### [Passage provided]

.....

# New 7D has back-focussing issues



## dakkon76 (Oct 20, 2011)

Loving this camera now that my battery finally got charged. Thew on my 2 primes and back-focusing problems appear to be pretty consistent with both. This was something I didn't have a problem with on my XSi. Luckily, during the image viewing on the camera, it will show you where autofocus was locked. On one 2/3 body shot of our neighbor kid with him doing a side profile and looking at the camera, the focus point is locked on his far cheek when reviewing a specific image... but the area of sharpest focus is his shoulder, nearest the camera. So this is off by a good 4 inches or so.

I can micro-adjust for each lens, but I'm concerned this is quite a bit and worry that while the micro adjust may work great with my primes... maybe not so much with a zoom?

I still need to do some more focused tests and I'm off tomorrow so that's my priority. Just wondering what other owners have done if they've run into similar issues. I guess I'm wondering if it turns out to in fact be that far off... do I bother micro adjusting, or do I contact the seller and ask for an exchange.

*EDIT:* For those of you that want to skip Darrel's "fanboy" drama, read no further (there, I tried to spare you). The issue was resolved by a hard reset, which seems to be fixing most of the 7D's back-focusing problems.


----------



## MLeeK (Oct 20, 2011)

You can micro adjust by each lens, or universally the same amount for each lens. 

If you are certain it is the camera? I'd send it to be calibrated. There were some focus glitches in the early batches of the 7D. By sending to Canon you will have it 100% and tested.


----------



## K8-90 (Oct 20, 2011)

Slightly off topic, but how do you check the focus? I'd love to be able to do that - didn't know it was possible


----------



## Derrel (Oct 20, 2011)

The type of lens-to-body miscalibration you are experiencing is the reason Canon developed and invented AF micro-adjustment. Good luck with whatever course of action you choose to pursue.


----------



## dakkon76 (Oct 21, 2011)

Kate, go into the menu, select the second image menu and select "AF point disp." (display) enable that. What that does is when you review your shots, you can see which focus points were locked when each image was taken. Then, leave your images on your card after you transfer them to your computer. Pick an image you want to check focus on... like one where you locked focus on an eye... and then look at the same image number on your camera so you can have it highlight your focus point. The area with the red box on  your camera display should be the sharpest thing on the same image viewed on your computer. If it's soft at all, then something is off.

So this morning, I think I'll just set up a ruler and focus on the 6" mark from a tripod. I'll take several shots while changing my micro-adjust and see what sort of results I get. I also heard that doing a hard reset, which involves taking the watch battery out for at least an hour, also cured the problem for most. My battery and watch battery were out overnight, so we'll see if that improves anything.


----------



## Big Mike (Oct 21, 2011)

.....

### [Data listing]
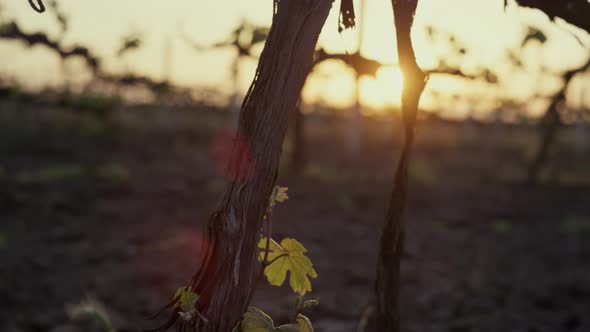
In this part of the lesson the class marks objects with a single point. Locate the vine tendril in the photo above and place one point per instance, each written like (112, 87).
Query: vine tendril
(39, 7)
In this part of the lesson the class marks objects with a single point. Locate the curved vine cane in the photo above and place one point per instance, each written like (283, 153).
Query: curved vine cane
(39, 7)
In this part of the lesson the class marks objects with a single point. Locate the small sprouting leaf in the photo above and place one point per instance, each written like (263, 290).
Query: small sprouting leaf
(186, 302)
(278, 195)
(311, 303)
(255, 320)
(288, 256)
(304, 323)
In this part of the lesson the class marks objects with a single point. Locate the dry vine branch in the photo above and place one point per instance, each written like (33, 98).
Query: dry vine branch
(387, 285)
(575, 12)
(13, 31)
(228, 271)
(550, 124)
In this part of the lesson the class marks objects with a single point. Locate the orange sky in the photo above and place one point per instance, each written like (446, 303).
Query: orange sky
(482, 25)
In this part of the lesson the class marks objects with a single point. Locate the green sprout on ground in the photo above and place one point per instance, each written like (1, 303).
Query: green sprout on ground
(91, 310)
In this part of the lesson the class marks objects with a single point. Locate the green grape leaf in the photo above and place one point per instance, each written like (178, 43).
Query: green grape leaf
(304, 323)
(255, 320)
(186, 299)
(278, 195)
(289, 256)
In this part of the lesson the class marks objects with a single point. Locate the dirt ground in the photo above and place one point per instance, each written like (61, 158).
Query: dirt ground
(113, 209)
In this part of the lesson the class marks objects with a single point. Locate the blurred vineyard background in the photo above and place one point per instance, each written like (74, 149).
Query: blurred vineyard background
(115, 119)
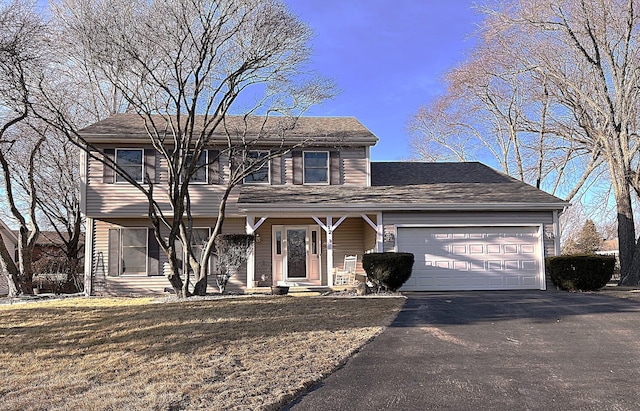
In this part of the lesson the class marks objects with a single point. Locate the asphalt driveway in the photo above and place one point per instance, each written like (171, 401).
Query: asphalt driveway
(524, 350)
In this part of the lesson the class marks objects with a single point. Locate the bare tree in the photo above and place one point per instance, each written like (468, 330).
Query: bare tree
(23, 48)
(581, 60)
(183, 67)
(494, 111)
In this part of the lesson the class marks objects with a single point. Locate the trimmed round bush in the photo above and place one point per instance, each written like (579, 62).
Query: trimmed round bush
(580, 272)
(388, 270)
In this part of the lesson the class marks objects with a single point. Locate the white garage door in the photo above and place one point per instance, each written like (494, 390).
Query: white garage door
(472, 258)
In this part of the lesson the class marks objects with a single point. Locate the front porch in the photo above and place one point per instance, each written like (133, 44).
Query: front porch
(307, 251)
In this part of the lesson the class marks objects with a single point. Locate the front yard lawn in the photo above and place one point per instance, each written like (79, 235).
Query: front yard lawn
(116, 354)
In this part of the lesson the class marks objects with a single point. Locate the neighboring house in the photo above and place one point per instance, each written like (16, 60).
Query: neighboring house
(11, 242)
(470, 227)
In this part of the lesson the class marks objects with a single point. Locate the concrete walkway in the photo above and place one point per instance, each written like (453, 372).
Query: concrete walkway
(523, 350)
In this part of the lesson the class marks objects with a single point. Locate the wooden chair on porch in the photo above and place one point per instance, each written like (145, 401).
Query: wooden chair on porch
(347, 276)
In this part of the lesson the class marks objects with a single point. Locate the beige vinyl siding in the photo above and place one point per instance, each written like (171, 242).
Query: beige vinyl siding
(370, 236)
(263, 251)
(349, 239)
(476, 218)
(113, 200)
(146, 285)
(239, 281)
(4, 287)
(389, 246)
(277, 171)
(549, 241)
(354, 166)
(352, 163)
(288, 168)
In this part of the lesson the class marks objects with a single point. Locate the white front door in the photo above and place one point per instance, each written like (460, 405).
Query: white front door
(296, 253)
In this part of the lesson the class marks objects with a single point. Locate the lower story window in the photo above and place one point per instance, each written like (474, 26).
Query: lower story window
(133, 251)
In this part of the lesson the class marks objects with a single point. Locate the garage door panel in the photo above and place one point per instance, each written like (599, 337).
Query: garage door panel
(472, 258)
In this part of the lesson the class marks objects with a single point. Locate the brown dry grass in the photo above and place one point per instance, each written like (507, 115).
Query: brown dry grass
(114, 354)
(631, 293)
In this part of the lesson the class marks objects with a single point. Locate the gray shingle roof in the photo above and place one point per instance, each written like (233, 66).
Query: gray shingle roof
(328, 130)
(410, 185)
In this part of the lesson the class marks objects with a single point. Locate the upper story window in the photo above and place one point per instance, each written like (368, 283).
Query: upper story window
(260, 174)
(316, 167)
(130, 161)
(200, 173)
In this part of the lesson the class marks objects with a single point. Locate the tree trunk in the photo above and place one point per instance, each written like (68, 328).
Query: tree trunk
(176, 282)
(629, 274)
(201, 286)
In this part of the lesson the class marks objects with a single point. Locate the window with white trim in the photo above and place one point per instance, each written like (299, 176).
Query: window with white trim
(200, 173)
(133, 251)
(131, 162)
(316, 167)
(260, 173)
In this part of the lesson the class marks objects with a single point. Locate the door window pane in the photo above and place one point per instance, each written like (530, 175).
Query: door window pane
(279, 242)
(296, 253)
(130, 161)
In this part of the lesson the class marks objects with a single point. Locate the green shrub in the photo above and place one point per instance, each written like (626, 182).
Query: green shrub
(388, 270)
(580, 272)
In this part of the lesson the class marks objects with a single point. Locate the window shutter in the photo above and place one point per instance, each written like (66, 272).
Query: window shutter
(108, 175)
(114, 252)
(298, 171)
(153, 250)
(335, 172)
(213, 158)
(150, 165)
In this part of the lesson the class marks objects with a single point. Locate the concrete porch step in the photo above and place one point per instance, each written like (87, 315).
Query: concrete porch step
(301, 289)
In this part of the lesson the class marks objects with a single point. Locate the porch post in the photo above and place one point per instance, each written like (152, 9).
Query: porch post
(330, 251)
(88, 257)
(379, 230)
(556, 232)
(380, 234)
(251, 257)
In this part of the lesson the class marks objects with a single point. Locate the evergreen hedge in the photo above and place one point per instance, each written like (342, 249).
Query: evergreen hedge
(388, 270)
(580, 272)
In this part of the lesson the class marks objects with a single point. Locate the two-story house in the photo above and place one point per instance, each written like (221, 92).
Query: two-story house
(470, 227)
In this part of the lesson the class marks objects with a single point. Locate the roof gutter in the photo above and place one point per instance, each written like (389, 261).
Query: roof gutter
(404, 207)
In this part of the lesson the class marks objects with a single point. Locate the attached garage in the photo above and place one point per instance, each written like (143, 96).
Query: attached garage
(473, 258)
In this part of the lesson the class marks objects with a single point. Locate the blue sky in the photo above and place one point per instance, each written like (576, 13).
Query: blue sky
(388, 58)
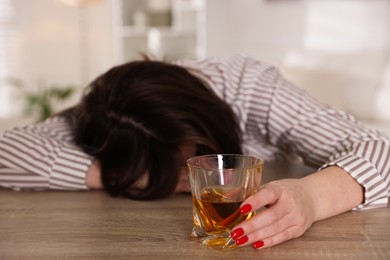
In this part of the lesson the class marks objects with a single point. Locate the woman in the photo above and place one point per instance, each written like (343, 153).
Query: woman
(138, 123)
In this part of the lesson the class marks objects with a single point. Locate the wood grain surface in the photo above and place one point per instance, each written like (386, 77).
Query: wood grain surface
(92, 225)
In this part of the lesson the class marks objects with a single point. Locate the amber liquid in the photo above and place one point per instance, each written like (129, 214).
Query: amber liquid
(217, 210)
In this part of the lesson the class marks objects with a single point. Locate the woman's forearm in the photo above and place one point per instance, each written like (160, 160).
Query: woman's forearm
(333, 191)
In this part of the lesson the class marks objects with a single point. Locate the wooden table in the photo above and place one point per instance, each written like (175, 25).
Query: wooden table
(92, 225)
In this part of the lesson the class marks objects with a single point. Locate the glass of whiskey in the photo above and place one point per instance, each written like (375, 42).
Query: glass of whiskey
(219, 184)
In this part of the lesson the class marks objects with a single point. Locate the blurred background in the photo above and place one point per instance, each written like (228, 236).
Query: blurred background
(337, 50)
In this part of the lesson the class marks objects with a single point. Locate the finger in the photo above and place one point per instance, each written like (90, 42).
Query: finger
(287, 234)
(270, 216)
(266, 196)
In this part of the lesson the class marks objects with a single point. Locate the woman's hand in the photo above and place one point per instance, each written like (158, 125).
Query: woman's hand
(289, 213)
(292, 205)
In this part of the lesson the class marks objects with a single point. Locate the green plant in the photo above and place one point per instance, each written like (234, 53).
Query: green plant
(41, 103)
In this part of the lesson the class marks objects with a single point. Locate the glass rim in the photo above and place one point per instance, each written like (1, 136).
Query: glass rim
(189, 164)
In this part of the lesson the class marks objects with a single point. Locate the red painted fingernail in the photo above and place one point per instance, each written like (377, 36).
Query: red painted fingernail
(242, 240)
(237, 233)
(245, 209)
(258, 244)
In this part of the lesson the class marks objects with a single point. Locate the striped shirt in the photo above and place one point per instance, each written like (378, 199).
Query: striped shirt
(276, 118)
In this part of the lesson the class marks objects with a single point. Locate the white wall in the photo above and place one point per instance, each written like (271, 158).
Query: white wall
(52, 37)
(60, 44)
(336, 50)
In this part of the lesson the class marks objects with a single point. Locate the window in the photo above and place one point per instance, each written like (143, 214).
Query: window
(7, 35)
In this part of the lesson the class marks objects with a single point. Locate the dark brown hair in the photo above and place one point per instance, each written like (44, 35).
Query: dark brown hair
(135, 117)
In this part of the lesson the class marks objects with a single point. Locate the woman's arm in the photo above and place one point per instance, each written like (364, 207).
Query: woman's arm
(294, 204)
(42, 156)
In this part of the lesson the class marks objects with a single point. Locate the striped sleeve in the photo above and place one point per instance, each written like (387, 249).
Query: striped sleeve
(278, 119)
(42, 156)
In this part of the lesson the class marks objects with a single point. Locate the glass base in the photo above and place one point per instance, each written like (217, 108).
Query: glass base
(220, 241)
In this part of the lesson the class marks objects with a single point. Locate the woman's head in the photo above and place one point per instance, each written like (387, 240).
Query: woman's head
(136, 118)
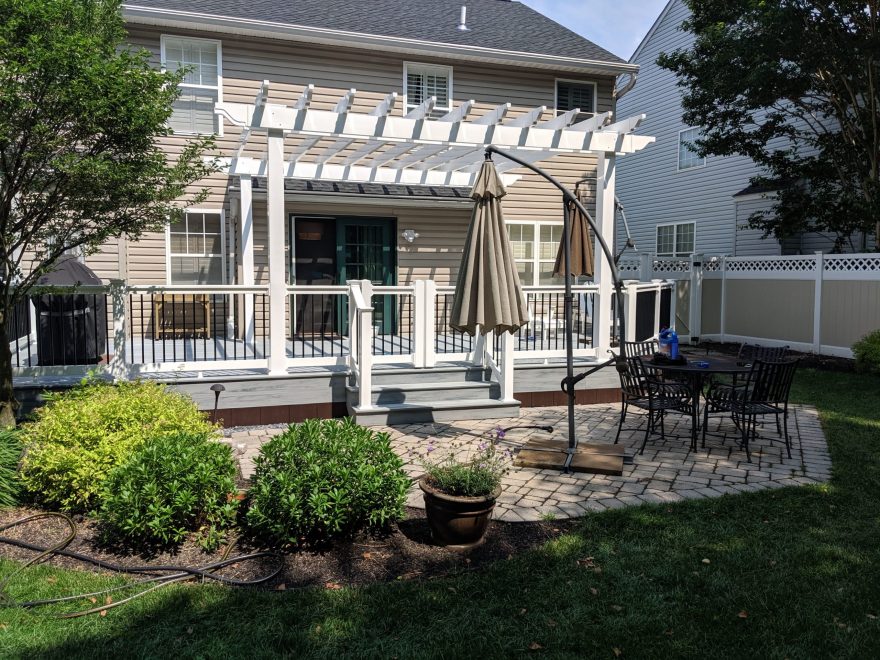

.....

### [Goals]
1: In the 7D back-focusing thread, edit the passage from "## dakkon76 (Oct 20, 2011)" to "with a zoom?", swapping "primes" for "prime lenses".
2: According to the 7D back-focusing thread, why should images stay on the card after they are transferred to a computer? Answer in one to three sentences.

### [Expected results]
1:
## dakkon76 (Oct 20, 2011)

Loving this camera now that my battery finally got charged. Thew on my 2 prime lenses and back-focusing problems appear to be pretty consistent with both. This was something I didn't have a problem with on my XSi. Luckily, during the image viewing on the camera, it will show you where autofocus was locked. On one 2/3 body shot of our neighbor kid with him doing a side profile and looking at the camera, the focus point is locked on his far cheek when reviewing a specific image... but the area of sharpest focus is his shoulder, nearest the camera. So this is off by a good 4 inches or so.

I can micro-adjust for each lens, but I'm concerned this is quite a bit and worry that while the micro adjust may work great with my prime lenses... maybe not so much with a zoom?

2: They stay on the card so the same image number can be opened on the camera, which highlights the focus point that was locked. The area in the red box on the camera display should be the sharpest part of that image on the computer. If it is soft at all, then something is off.